#### What you should do:
Transcribe word for word each line from the one containing "In this photo, where can the ice" to the final line of the data, both included. Skip the pictures.

****************************************

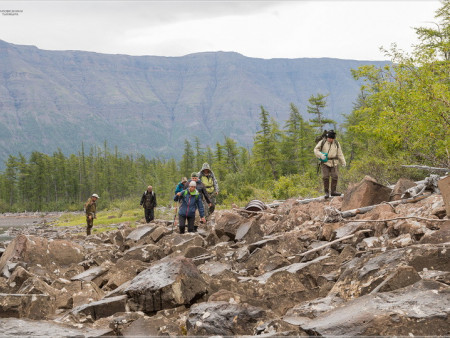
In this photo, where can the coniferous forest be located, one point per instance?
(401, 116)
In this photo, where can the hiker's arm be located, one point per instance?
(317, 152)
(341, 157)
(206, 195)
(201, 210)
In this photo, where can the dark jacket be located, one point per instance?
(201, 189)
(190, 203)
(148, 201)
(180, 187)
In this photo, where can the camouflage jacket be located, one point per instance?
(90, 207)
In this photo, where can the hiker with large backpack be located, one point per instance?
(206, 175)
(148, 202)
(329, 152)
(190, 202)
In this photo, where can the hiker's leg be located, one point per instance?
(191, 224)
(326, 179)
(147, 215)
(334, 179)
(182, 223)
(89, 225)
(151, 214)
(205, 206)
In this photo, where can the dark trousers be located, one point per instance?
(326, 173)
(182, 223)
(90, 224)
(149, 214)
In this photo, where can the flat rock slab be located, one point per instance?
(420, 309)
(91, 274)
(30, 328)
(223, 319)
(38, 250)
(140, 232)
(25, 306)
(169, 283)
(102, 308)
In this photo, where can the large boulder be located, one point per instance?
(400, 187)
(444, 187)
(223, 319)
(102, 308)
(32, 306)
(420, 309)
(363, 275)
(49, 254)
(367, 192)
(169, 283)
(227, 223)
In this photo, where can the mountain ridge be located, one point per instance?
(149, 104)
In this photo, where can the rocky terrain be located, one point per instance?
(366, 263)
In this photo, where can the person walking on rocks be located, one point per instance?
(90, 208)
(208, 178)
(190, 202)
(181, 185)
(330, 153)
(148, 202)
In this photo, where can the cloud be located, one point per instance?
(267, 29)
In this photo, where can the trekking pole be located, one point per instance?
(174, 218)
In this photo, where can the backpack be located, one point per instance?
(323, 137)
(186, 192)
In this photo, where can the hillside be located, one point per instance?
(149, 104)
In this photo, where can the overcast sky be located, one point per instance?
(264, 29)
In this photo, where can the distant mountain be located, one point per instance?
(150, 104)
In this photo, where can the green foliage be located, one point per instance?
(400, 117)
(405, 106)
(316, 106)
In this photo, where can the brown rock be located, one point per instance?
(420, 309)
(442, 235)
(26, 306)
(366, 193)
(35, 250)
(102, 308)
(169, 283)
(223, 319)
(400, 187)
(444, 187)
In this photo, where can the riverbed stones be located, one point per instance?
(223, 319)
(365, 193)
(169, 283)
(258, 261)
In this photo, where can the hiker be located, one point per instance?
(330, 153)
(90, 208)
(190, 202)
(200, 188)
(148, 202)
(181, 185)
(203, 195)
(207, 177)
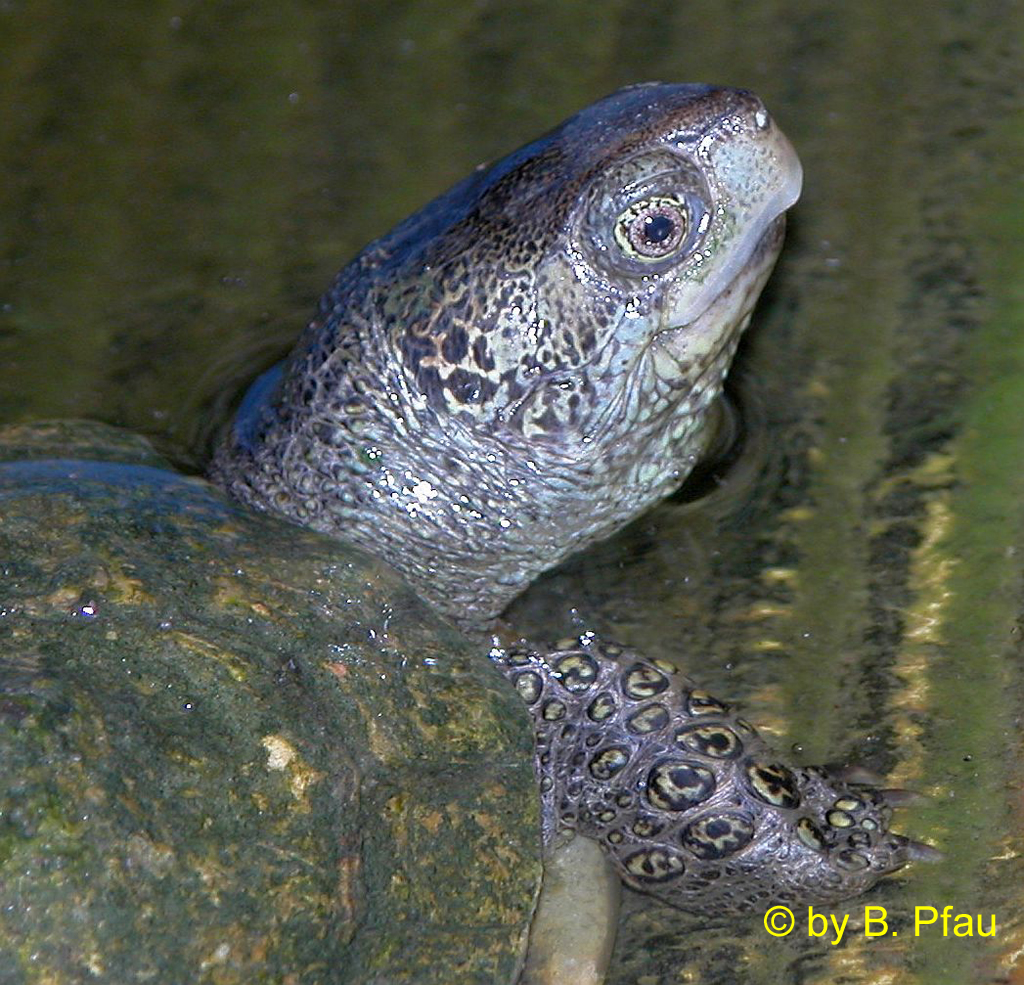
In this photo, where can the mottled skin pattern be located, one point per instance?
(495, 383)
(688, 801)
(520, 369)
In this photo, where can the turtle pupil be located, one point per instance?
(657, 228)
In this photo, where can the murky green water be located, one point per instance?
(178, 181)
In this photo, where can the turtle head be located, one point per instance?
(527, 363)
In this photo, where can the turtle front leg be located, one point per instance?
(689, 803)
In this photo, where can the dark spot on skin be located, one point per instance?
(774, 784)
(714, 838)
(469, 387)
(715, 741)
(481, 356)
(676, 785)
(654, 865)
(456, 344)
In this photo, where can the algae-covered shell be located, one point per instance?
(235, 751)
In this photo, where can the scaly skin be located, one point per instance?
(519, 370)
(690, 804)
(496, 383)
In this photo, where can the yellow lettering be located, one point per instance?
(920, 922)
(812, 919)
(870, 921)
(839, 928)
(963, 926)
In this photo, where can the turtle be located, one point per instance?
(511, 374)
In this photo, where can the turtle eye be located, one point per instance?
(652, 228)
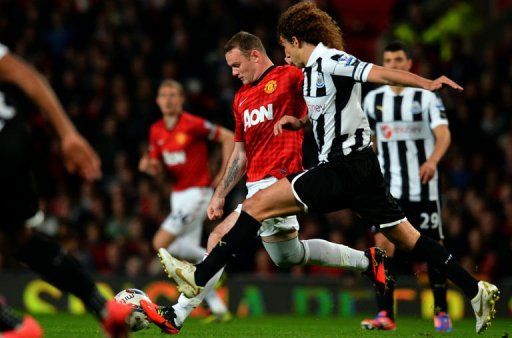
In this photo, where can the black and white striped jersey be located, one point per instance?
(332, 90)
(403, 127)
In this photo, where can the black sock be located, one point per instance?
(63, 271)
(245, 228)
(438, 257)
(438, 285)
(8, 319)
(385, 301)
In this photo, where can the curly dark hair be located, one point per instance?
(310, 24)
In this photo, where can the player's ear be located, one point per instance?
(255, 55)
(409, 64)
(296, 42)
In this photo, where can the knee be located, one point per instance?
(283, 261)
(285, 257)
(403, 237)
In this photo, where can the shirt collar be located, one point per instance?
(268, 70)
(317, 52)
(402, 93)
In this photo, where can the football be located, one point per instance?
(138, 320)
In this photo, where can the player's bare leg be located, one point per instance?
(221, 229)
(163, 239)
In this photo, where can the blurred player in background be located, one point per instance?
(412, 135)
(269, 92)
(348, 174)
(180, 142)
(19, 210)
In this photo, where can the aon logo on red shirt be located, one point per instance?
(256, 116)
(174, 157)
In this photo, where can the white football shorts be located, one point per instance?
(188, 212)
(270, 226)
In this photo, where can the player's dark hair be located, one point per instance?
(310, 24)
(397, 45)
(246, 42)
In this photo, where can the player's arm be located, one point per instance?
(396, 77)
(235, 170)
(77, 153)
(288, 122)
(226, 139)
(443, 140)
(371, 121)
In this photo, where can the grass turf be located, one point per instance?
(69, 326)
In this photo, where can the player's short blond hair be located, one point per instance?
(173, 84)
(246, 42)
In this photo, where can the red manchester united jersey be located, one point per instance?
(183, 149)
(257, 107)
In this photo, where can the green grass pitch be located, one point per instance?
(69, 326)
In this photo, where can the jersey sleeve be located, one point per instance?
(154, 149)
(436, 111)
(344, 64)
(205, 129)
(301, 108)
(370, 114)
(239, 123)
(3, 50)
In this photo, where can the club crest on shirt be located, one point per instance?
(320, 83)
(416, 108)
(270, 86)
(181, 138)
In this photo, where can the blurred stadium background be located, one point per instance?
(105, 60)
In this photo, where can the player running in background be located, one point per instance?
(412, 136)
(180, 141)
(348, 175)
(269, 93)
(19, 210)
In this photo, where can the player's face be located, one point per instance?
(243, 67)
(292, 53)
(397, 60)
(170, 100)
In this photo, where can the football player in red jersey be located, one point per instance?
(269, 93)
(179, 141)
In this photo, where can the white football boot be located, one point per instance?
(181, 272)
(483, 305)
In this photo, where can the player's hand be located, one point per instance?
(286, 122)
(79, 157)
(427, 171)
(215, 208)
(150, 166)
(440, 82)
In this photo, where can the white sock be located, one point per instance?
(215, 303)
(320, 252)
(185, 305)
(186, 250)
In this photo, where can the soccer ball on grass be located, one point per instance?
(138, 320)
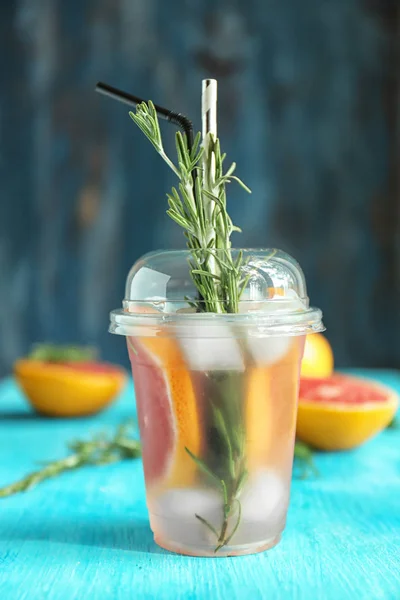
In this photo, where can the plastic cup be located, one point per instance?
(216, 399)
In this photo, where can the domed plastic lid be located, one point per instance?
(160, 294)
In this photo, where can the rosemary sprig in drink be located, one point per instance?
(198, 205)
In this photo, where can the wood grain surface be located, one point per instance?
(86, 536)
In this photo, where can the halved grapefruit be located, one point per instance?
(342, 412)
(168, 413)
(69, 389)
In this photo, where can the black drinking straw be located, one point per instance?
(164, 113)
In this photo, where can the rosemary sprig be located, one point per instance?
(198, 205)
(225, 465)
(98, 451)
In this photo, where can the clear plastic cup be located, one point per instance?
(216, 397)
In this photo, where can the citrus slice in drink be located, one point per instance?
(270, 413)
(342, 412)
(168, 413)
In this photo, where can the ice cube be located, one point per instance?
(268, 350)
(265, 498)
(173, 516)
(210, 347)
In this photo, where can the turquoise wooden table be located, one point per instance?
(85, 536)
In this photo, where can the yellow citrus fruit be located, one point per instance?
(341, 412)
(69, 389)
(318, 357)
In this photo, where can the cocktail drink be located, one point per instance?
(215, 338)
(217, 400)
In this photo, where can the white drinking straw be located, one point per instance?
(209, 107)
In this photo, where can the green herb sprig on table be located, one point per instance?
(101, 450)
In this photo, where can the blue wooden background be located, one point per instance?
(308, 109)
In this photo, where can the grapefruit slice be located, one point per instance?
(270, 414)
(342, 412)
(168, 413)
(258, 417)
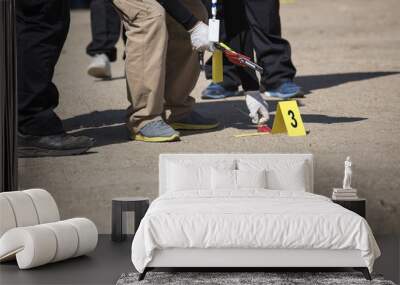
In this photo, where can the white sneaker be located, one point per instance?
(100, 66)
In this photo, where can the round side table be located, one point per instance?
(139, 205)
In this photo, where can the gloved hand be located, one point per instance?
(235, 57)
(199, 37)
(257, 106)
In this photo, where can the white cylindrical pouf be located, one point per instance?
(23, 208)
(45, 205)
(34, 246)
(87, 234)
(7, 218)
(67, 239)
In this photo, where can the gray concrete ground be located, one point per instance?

****************************************

#### Finished task:
In this photo, where can the ice cube be located, one point per instance?
(268, 350)
(265, 498)
(173, 516)
(210, 347)
In this photo, where can the turquoise wooden table be located, one point per instance?
(85, 536)
In this photo, where can the yellow citrus fruit be located, one point per instance?
(341, 412)
(69, 389)
(318, 357)
In this photo, where can the cocktail drink be located, one point per instance?
(215, 338)
(217, 400)
In this photo, where can the white drinking straw be located, one point per instance?
(209, 107)
In this photo, where can the green herb sprig on table be located, one point per instance?
(101, 450)
In this photo, where can the blue wooden background be located, one point per instance?
(308, 109)
In this photo, where can the grapefruit slice be located, one point per instance?
(270, 414)
(342, 412)
(168, 413)
(258, 417)
In this photo, where can the white sneaker be located, one point per instance?
(100, 66)
In this photo, where can the round side table be located, one point per instance?
(139, 205)
In this photo, where can the gloved hand be located, one point per instance?
(235, 57)
(199, 37)
(257, 106)
In this photo, where can the white cylindrical pouf be located, one point per instance?
(23, 208)
(45, 205)
(34, 246)
(87, 234)
(7, 218)
(67, 239)
In this photo, where can the gray concrete ground be located, one point per instance?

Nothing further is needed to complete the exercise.